:: DATA TO PROCESS ::

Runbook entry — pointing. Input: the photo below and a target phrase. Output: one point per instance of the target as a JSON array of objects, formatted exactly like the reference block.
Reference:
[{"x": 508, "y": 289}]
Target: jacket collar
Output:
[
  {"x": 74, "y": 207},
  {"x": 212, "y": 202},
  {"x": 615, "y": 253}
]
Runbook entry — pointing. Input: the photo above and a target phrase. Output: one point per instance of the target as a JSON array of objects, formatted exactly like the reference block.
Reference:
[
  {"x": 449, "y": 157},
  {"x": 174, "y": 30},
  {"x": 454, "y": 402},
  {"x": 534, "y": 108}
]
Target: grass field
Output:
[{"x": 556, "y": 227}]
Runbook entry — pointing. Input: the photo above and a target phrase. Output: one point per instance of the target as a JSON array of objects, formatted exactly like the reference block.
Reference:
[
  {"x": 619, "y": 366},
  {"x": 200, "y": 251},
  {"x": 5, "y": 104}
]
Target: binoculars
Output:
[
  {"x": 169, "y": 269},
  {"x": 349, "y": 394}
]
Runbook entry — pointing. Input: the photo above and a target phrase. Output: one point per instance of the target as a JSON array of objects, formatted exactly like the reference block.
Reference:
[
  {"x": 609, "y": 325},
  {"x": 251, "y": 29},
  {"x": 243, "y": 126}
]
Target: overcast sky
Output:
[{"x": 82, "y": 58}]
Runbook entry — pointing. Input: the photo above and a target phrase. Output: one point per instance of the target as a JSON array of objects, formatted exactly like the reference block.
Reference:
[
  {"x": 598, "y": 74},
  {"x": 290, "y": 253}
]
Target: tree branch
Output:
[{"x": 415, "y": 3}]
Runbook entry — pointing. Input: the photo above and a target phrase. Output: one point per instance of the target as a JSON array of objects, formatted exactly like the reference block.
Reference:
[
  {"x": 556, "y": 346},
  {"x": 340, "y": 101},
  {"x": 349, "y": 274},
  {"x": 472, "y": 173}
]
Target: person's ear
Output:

:::

- EXERCISE PROMPT: May I have the entries returned exactly, with every line in place?

- PROBLEM SOLUTION:
Runbook entry — pointing. Input: the photo below and a target phrase. Output: one point per instance of the target as a JSON array of objects, formatted exactly like the reference block.
Reference:
[{"x": 508, "y": 289}]
Target: jacket collar
Output:
[
  {"x": 74, "y": 207},
  {"x": 212, "y": 202},
  {"x": 615, "y": 253}
]
Runbook entry — pointing. Input: the photo above and a target phrase. Output: one point per instance of the target as a JSON array of objects, formatted exactly like the reference block.
Reference:
[
  {"x": 449, "y": 157},
  {"x": 174, "y": 30},
  {"x": 454, "y": 402},
  {"x": 534, "y": 108}
]
Target: grass field
Output:
[{"x": 556, "y": 227}]
Runbook entry — pointing. Input: the photo above and a target phrase. Output: one point per instance of the target as a JSON array of objects, formatted exactly like the reference block.
Reference:
[
  {"x": 619, "y": 366},
  {"x": 200, "y": 251},
  {"x": 5, "y": 104}
]
Target: binoculars
Output:
[
  {"x": 169, "y": 269},
  {"x": 349, "y": 394}
]
Runbook entry — pointing. Input: the photo above and a target phrase. Output: one point per instance of the target as a JSON array of objects, formatted exactly like the reference block.
Reference:
[
  {"x": 609, "y": 325},
  {"x": 251, "y": 29},
  {"x": 243, "y": 126}
]
Target: overcast sky
Output:
[{"x": 82, "y": 58}]
Runbook entry — pointing. Input: the photo above and a target phrase. Output: one point per instance of the target as a JSON array of objects, formatted exactly like the reference block.
Reference:
[
  {"x": 598, "y": 74},
  {"x": 290, "y": 253}
]
Target: tree branch
Output:
[{"x": 415, "y": 3}]
Runbook entry — pointing. Input: the photo above and a target phrase. Output: one point per instance of the target as a JSON array of objects, formatted exactly like the reference block.
Reference:
[
  {"x": 556, "y": 346},
  {"x": 340, "y": 101},
  {"x": 349, "y": 274},
  {"x": 472, "y": 173}
]
Target: person's ear
Output:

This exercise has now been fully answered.